───── DATA SECTION

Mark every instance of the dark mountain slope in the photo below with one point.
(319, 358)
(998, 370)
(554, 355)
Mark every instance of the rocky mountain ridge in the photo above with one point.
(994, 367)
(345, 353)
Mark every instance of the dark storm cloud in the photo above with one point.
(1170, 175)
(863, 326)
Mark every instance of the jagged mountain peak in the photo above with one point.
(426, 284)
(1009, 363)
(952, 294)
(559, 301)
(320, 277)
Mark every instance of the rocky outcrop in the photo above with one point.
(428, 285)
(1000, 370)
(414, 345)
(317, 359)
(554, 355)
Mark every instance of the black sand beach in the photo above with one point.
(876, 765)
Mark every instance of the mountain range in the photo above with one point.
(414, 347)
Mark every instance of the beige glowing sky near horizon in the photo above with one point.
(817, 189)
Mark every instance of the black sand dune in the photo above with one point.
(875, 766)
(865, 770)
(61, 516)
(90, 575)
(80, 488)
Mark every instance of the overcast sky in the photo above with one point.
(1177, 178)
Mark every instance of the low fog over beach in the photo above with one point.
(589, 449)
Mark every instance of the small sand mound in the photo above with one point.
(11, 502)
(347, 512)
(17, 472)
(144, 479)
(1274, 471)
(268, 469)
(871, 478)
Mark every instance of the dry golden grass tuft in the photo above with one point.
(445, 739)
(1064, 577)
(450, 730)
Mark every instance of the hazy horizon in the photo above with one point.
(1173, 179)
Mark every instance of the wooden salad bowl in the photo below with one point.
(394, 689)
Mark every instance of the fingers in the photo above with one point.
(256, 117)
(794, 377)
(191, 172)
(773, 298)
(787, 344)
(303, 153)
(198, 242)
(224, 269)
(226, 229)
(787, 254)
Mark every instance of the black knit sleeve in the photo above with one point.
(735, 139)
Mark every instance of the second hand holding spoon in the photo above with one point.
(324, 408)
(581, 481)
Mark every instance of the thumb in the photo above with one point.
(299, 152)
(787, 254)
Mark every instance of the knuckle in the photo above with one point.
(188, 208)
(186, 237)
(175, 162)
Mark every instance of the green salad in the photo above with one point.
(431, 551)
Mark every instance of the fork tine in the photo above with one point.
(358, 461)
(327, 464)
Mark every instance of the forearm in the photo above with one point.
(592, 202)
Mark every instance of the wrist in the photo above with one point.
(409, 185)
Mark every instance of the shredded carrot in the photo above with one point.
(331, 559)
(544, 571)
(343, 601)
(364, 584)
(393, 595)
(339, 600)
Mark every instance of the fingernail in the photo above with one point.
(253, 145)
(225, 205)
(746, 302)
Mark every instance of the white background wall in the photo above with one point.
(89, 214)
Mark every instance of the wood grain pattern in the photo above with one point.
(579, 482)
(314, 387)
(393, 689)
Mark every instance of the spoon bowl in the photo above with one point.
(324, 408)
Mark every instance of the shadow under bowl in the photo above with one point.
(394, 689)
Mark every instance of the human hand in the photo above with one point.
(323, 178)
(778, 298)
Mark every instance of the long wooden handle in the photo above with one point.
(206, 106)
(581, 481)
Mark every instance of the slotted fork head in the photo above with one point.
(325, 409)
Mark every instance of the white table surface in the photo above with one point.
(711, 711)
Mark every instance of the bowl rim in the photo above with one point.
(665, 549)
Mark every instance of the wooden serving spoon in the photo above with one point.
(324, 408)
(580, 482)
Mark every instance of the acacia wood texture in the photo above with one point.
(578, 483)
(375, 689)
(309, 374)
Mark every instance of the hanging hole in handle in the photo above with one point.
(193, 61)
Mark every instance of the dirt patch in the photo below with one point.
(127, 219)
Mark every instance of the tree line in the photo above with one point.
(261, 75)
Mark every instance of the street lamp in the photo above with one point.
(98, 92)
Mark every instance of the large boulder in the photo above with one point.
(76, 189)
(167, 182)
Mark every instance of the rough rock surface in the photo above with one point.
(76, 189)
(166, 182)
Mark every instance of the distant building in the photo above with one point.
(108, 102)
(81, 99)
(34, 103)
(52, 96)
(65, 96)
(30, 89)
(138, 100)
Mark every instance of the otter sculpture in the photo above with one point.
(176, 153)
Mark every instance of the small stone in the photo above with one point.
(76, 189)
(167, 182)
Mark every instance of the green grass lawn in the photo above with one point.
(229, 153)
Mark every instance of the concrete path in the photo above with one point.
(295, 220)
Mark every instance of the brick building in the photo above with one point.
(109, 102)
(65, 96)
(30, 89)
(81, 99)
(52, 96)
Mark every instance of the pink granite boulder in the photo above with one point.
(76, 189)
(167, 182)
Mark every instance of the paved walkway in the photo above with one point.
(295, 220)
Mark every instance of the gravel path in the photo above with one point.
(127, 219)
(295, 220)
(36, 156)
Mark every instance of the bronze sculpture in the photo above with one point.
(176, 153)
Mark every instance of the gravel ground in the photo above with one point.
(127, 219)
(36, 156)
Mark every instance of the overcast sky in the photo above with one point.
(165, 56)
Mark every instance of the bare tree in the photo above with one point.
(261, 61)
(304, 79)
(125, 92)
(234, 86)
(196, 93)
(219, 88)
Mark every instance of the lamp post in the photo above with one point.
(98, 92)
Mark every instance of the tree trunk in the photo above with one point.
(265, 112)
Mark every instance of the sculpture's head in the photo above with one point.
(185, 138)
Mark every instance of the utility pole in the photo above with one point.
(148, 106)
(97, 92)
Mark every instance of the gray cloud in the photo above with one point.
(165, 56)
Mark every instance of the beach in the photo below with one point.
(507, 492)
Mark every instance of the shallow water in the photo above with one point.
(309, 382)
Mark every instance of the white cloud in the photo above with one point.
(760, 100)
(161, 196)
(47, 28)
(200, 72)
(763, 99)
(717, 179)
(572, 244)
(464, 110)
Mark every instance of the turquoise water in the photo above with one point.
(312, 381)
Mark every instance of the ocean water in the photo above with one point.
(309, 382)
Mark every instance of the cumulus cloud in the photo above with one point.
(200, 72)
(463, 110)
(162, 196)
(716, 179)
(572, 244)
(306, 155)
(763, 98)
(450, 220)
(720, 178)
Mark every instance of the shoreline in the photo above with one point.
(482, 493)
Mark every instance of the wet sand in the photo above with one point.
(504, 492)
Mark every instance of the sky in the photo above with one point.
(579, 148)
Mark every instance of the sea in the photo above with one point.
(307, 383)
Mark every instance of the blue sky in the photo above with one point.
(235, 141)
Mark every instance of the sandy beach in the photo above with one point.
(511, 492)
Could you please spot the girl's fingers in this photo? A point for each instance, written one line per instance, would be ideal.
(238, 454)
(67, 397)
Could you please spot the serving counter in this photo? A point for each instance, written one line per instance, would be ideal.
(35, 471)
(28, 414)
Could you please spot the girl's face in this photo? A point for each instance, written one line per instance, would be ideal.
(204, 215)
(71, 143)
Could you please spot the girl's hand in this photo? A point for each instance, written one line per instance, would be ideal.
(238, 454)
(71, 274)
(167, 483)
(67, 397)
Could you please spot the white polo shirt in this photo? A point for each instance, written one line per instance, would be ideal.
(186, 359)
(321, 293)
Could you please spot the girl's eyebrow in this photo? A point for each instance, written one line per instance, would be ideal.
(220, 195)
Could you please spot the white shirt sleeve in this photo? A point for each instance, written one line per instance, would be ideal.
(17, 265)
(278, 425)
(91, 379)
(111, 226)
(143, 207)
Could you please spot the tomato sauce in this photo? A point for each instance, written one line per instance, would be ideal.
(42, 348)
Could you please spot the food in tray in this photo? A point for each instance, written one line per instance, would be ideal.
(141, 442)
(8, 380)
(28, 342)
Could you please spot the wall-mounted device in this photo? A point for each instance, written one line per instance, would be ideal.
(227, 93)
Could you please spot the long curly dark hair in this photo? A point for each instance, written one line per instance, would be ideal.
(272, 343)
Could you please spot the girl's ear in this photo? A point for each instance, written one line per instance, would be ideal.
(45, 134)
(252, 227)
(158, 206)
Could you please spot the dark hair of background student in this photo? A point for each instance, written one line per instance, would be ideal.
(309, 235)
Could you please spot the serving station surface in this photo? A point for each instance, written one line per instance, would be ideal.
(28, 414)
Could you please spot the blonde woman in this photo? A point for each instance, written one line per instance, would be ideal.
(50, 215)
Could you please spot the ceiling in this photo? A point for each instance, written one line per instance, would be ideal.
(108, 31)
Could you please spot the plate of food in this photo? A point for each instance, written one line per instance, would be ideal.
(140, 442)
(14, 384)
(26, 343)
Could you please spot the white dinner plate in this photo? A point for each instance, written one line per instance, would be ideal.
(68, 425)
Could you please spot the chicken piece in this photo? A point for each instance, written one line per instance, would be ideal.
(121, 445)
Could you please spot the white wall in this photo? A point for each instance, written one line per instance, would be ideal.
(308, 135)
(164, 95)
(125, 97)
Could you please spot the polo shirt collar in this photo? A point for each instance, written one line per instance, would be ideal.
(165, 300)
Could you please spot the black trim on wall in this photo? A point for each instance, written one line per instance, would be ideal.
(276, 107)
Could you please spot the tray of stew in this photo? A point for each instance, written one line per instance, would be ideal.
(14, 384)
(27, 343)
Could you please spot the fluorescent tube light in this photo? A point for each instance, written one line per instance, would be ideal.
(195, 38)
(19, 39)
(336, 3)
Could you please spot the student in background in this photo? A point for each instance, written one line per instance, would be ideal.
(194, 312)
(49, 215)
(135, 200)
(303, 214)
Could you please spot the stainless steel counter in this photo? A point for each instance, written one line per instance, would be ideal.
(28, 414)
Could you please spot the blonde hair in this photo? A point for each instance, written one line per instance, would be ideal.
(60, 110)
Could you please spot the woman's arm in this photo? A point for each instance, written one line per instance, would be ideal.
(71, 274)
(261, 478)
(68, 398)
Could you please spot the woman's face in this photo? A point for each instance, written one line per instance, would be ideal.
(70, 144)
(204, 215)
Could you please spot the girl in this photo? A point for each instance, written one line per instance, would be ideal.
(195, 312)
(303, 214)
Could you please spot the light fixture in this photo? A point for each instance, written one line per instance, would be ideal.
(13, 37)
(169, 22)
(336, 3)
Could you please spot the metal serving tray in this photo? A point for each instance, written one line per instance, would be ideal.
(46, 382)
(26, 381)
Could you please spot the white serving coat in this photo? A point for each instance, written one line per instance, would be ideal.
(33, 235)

──────────

ASSIGNED TASK
Your reply must contain the line with "Could you please spot the metal" and each later line of the material, word for word, and nothing else.

YOUR RESPONSE
Could you please spot the metal serving tray in this photo? A point for each instance, written one line per instance, would be ideal.
(46, 382)
(26, 381)
Could you please spot the white serving coat in this photo? A point for each instance, written one line per instance, would be ideal.
(33, 235)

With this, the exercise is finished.